Question: How Is Fibromyalgia Diagnosed?

Fibromyalgia is often difficult to diagnose since its symptoms overlap with many other rheumatic conditions. Are there diagnostic laboratory tests for fibromyalgia? What are the diagnostic criteria for fibromyalgia? What are fibromyalgia tender points? How is fibromyalgia diagnosed?

Answer:

Fibromyalgia Diagnosis Is Difficult

Research shows that people with fibromyalgia typically see many doctors before receiving the diagnosis. One reason for this may be that pain and fatigue, the main symptoms of fibromyalgia, overlap with many other conditions. Doctors rule out other potential causes of the symptoms before making a diagnosis of fibromyalgia.

No Diagnostic Laboratory Tests for Fibromyalgia

Another reason fibromyalgia diagnosis remains difficult is that there are currently no diagnostic laboratory tests for fibromyalgia; standard laboratory tests fail to reveal a physiologic reason for pain. Because there is no generally accepted, objective test for fibromyalgia, some doctors unfortunately may conclude a patient's pain is not real, or they may tell the patient there is little they can do.

• Stored data:
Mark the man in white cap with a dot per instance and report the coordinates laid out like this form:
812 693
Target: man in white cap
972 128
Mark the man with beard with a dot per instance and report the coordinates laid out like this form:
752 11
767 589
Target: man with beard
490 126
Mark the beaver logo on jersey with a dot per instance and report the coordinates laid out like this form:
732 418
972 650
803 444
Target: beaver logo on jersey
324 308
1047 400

• Using the information:
A) In the fibromyalgia passage, what are the main symptoms of fibromyalgia?
B) Please return the portion of the fibromyalgia passage starting with "Research shows that" and going on through "diagnosis of fibromyalgia.", copied word for word.

• Numbered answers:
A) Pain and fatigue.

B)
Research shows that people with fibromyalgia typically see many doctors before receiving the diagnosis. One reason for this may be that pain and fatigue, the main symptoms of fibromyalgia, overlap with many other conditions. Doctors rule out other potential causes of the symptoms before making a diagnosis of fibromyalgia.